SELECTED EXCERPT:
§ §

According to the 2019 National Youth Tobacco Survey conducted by the CDC, about 6.2 million U.S. middle and high school students were considered current tobacco users, having used in the past 30 days. Those figures suggest that 1 in 3 high school students (4.7 million) and 1 in 8 middle school students (1.5 million) nationwide are current tobacco users.

The most popular tobacco product among students? E-cigarettes, or vaping devices – for the sixth year in a row. The CDC found that e-cigarettes are the most commonly used tobacco product among high schoolers (27.5 percent) and middle schoolers (10.5 percent). E-cigarettes outpace cigars, the next most popular tobacco product among teens, by more than three times.

Wachter, a first-year principal who taught technology and engineering in Kidder County for 12 years prior, says a local vaping awareness has been present for about three or four years. Last year, though, the vaping problem really took root.

“We caught students all the way down to the seventh-grade,” Wachter says. “That’s when everyone said, ‘Woah, this is a problem.’”

Then, at the start of the school year, a local news story came out about a Bismarck teen who nearly died from vaping, a habit she developed merely two years earlier. Tobacco companies marketed e-cigarettes as a healthy alternative to smoking cigarettes, and she believed it. The teen developed fluid in her lungs and horrible chest and back pain, which her doctors compared to the pain level of a heart attack. She has since traded in her vaping device for an inhaler.

§ §

SHORT PROBLEM:
Reproduce, word for word, the stretch of the passage on student vaping from "Wachter, a first-year" through "for an inhaler.". Work only from the passage on student vaping.

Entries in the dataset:
§ §

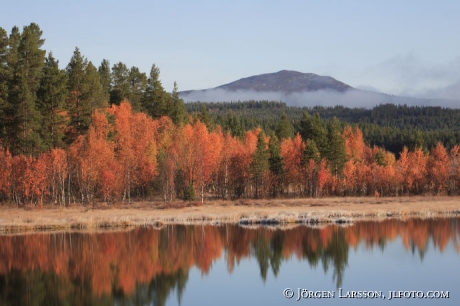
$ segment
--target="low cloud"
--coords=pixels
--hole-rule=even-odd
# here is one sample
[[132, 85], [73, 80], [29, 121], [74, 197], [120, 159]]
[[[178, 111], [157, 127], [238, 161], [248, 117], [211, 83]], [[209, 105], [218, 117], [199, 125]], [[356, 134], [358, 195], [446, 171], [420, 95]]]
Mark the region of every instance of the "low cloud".
[[[460, 87], [459, 87], [460, 88]], [[457, 88], [458, 89], [458, 88]], [[208, 89], [181, 94], [185, 102], [235, 102], [248, 100], [269, 100], [286, 102], [289, 106], [336, 106], [372, 108], [379, 104], [407, 104], [424, 106], [444, 106], [460, 108], [458, 100], [421, 99], [400, 97], [363, 90], [337, 92], [318, 90], [309, 92], [259, 92], [259, 91], [228, 91], [224, 89]]]
[[[460, 99], [460, 57], [427, 63], [413, 53], [394, 56], [362, 71], [357, 88], [378, 88], [380, 92], [418, 98]], [[368, 84], [368, 80], [372, 84]]]

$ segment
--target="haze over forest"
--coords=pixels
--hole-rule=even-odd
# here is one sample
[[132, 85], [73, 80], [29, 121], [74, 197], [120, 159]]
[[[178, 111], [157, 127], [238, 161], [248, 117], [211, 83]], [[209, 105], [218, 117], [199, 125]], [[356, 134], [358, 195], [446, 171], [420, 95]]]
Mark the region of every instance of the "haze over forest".
[[[446, 91], [452, 93], [449, 96], [455, 96], [454, 92], [460, 93], [460, 84], [452, 85]], [[342, 105], [372, 108], [391, 103], [460, 108], [458, 98], [444, 99], [442, 95], [431, 99], [387, 95], [356, 89], [329, 76], [287, 70], [242, 78], [215, 88], [183, 91], [181, 97], [186, 102], [282, 101], [297, 107]]]

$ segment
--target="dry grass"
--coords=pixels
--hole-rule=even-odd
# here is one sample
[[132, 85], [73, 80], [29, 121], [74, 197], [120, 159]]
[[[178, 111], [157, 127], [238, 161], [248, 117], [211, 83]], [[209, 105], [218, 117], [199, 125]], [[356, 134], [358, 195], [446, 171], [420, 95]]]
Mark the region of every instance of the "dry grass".
[[337, 197], [209, 201], [134, 202], [109, 206], [74, 205], [24, 209], [0, 208], [0, 231], [88, 230], [164, 224], [348, 223], [365, 219], [439, 217], [460, 214], [460, 197]]

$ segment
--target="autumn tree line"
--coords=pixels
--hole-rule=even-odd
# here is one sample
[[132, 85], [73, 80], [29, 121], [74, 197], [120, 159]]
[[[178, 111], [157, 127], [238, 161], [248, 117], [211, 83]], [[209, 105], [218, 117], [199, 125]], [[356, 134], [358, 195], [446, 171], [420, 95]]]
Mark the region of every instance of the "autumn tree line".
[[[177, 85], [78, 48], [65, 69], [38, 25], [0, 29], [0, 200], [69, 205], [179, 200], [458, 194], [460, 147], [370, 146], [362, 130], [304, 113], [276, 129], [187, 114]], [[129, 102], [128, 102], [129, 101]], [[397, 158], [398, 156], [398, 158]]]

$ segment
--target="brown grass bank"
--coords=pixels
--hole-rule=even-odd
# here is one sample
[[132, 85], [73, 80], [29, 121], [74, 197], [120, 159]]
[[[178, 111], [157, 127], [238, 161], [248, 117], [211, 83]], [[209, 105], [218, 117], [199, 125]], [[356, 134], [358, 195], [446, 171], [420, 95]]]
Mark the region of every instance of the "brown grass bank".
[[[196, 203], [195, 203], [196, 204]], [[0, 208], [0, 231], [108, 229], [164, 224], [346, 223], [365, 219], [460, 215], [460, 197], [337, 197], [194, 203], [134, 202], [29, 209]]]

§ §

TASK RESULT:
Wachter, a first-year principal who taught technology and engineering in Kidder County for 12 years prior, says a local vaping awareness has been present for about three or four years. Last year, though, the vaping problem really took root.

“We caught students all the way down to the seventh-grade,” Wachter says. “That’s when everyone said, ‘Woah, this is a problem.’”

Then, at the start of the school year, a local news story came out about a Bismarck teen who nearly died from vaping, a habit she developed merely two years earlier. Tobacco companies marketed e-cigarettes as a healthy alternative to smoking cigarettes, and she believed it. The teen developed fluid in her lungs and horrible chest and back pain, which her doctors compared to the pain level of a heart attack. She has since traded in her vaping device for an inhaler.